- **Records provided**:
────────

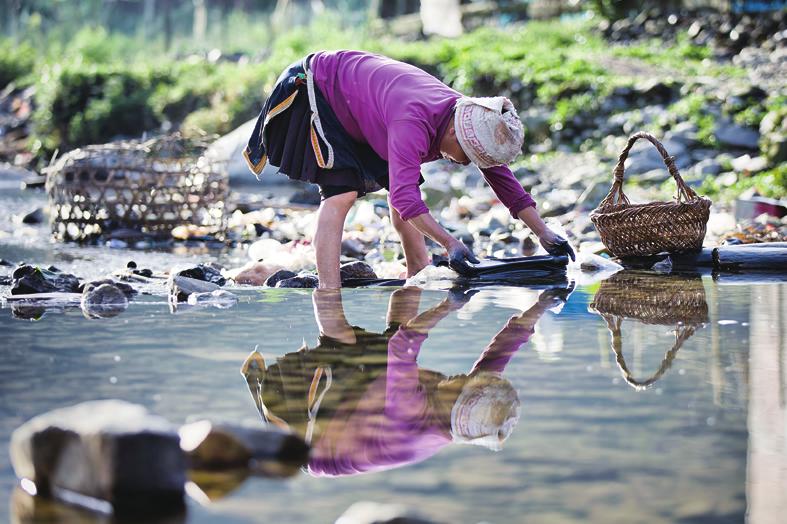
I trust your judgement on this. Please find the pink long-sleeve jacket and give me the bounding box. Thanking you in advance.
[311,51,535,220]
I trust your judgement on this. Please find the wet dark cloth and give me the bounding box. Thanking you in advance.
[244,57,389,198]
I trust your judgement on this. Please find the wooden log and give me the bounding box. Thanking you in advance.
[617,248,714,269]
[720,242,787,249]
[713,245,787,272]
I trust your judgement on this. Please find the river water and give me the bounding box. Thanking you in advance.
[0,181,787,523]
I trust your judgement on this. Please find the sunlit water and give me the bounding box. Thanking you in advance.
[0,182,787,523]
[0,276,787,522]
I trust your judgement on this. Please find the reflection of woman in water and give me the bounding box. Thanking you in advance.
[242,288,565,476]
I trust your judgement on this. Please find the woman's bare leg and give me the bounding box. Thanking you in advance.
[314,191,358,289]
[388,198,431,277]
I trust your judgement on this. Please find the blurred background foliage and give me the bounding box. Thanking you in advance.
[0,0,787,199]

────────

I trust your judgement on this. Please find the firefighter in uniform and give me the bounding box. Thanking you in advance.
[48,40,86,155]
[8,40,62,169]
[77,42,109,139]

────────

- **Task instructions**: Can you give back only the entries from the line with "I trust your judgement on this. Please find the pink" up to and including the line with "[244,57,389,198]", changing "jacket" to "coat" and leaving all else the same?

- **Solved problem**:
I trust your judgement on this. Please find the pink long-sleeve coat and give me the bounding box. Thanking you in advance.
[311,51,535,220]
I trust your judgement on this. Please find the wet dark cloth and give me the bounding box. Thanking you in advance.
[244,57,389,198]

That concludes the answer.